EXERCISE INSTRUCTIONS.
1. According to the text on Bankemper's garden art, in what year did she begin her gardening art in Soho?
2. Write a continuation of the text on Bankemper's garden art, picking up after its final sentence.

TEXT.
-*-*-
Upon moving to NYC, Bankemper's gardening art began in Soho, an arts district in Manhattan, in 1993 when she undertook three public garden projects using the 'art and life' model of the Situationist movement. Bankemper created 'situations' in real time, challenging how art functioned. She did this by bringing the garden, or living elements, into the gallery and by bringing concepts of art to the environment. Through these gardens, she wanted to emphasize the healing potential of herbal medicine and the history of women practicing healing arts as herbalist. Christine Temin wrote: "She believes growing things is good for you".

While an artist in residence at Artpace, Kathryn Hixson said "Throughout her ongoing projects, blending nature and humanity, Bankemper's idealism continues to stretch the rules of what art can be, from a simple pot to a transformational experience of nature."

Bankemper has committed her practice to the intersection of nature and culture in private and public realms. Through her community gardens, eco-activism and recycled sculptural objects, Bankemper has transformed abandoned lots, urban rooftops, overlooked historic sites, derelict parks and industrial sites into gardens that bring life to their own ecosystem with people, birds and animals that inhabit them.
-*-*-
STORED DATA.
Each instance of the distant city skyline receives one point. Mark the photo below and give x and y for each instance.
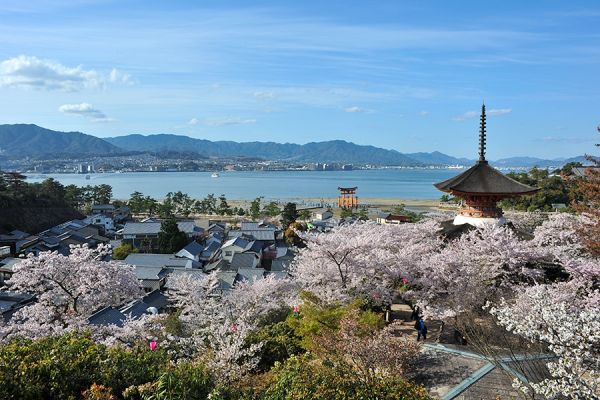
(403, 76)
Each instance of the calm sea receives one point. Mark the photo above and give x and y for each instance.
(384, 183)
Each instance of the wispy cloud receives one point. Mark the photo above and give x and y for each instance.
(566, 139)
(229, 121)
(493, 112)
(85, 110)
(263, 95)
(357, 109)
(34, 73)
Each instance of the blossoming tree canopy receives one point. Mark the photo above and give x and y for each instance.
(68, 289)
(219, 323)
(361, 259)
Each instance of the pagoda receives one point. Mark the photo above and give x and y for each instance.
(481, 187)
(347, 198)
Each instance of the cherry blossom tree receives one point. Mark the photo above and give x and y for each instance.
(68, 289)
(361, 259)
(466, 272)
(565, 317)
(218, 323)
(370, 351)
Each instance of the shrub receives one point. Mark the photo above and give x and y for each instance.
(302, 377)
(63, 367)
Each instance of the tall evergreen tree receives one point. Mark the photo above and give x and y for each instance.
(170, 238)
(289, 214)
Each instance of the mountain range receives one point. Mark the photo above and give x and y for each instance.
(27, 140)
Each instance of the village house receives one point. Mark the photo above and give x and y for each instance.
(145, 234)
(102, 220)
(391, 219)
(322, 214)
(103, 209)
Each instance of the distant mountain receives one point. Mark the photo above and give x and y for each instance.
(439, 158)
(530, 162)
(338, 151)
(22, 140)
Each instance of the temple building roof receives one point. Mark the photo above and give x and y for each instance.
(484, 179)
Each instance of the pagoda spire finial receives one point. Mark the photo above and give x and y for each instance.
(482, 135)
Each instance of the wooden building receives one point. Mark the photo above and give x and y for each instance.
(347, 198)
(481, 187)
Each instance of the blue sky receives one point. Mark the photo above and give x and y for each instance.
(409, 76)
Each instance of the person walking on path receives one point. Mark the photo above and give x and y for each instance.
(421, 329)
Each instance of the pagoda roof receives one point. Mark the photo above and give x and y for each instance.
(484, 179)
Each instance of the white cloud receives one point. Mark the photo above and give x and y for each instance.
(117, 76)
(34, 73)
(494, 112)
(85, 110)
(229, 121)
(261, 95)
(356, 109)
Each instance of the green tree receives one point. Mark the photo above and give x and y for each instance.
(272, 209)
(304, 377)
(102, 194)
(304, 215)
(62, 367)
(290, 235)
(150, 205)
(255, 208)
(288, 215)
(170, 238)
(136, 202)
(166, 209)
(224, 208)
(121, 252)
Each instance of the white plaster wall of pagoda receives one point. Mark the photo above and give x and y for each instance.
(478, 222)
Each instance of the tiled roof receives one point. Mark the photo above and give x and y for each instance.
(243, 260)
(107, 316)
(160, 260)
(484, 179)
(141, 228)
(250, 274)
(267, 234)
(194, 249)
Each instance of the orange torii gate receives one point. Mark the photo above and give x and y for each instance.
(347, 198)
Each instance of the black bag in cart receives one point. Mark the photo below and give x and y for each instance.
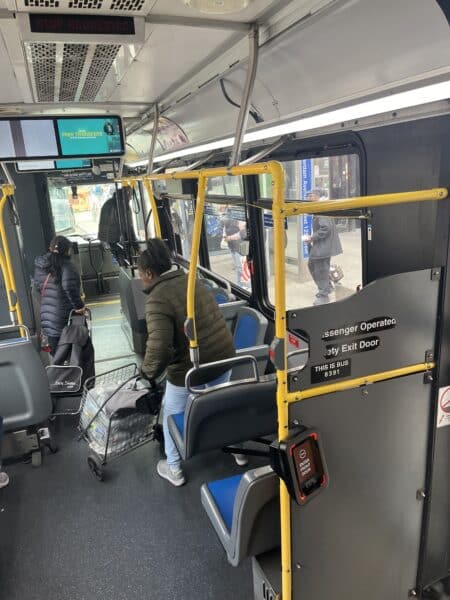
-*-*-
YOUR WRITTEN ANSWERS.
1. 1993

2.
===Ceramics===

Out of her 'social practice', Bankemper makes ceramic 'artifacts'. Initially, the ceramic urns were produced for Brent Sikkema Gallery, NY, then Wooster Gardens, in response to the many friends who died of AIDS. Each pot was made of broken dishes and filled with medicinal plants. In one of her signature series, she only used discarded teacup handles and coffee mugs. Her new ceramic work utilities high-fired, handmade porcelain buttons attached to canvases, incorporating such so-called prosaic skills as sewing while also addressing the issue of how things get held together.

Bankemper's ceramic mosaics follow her love of nature. Working in the way a collagist might, she starts to dress the cloak of the vessel with her vocabulary of images, contemporary china, hand built objects, castings from molds. Bankemper creates an original tableau in ceramic. These are not simple pieces; they are complex tapestries of life. David Cohen states, "the pristine kitsch of each piece is preserved while the juxtaposition with the accumulated fellows in an exuberant hierarchy amounts to a glorious sum greater than its individual parts."

===Black Meadow Barn===

In 2008, Bankemper founded the Black Meadow Barn, which is located on the banks of the Black Meadow Creek. It is a 150 year old farm, located in the Hudson Valley of New York. Bankemper says "the barn is a place where 'culture and horticulture meet'", where sustainable farming is not only theorized but practiced. She continues to cultivate gardens, ceramics and 'conversations' at the Barn, often including visual artists, farmers and culinary experts.

==Exhibitions==

Bankemper's site specific installations and gallery exhibitions include "A Medicinal Garden" with Creative Time, Inc., NYC 1995; the "Dovetail Garden", Charlotte, NC, 2001; "Joan Bankemper - A Gardner's Diary", 2000 at Isabella Stewart Gardner Museum, Boston, MA; "Intoxication or the Echo of one Hand Clapping" 1993–94 at The New Museum, NY. Bankemper had two solo exhibitions with Nancy Hoffman in 2007 and 2011; her objects are included in numerous private collections. Bankemper has exhibited environments and aspects of her social practice with Amy Lipton Fine Art.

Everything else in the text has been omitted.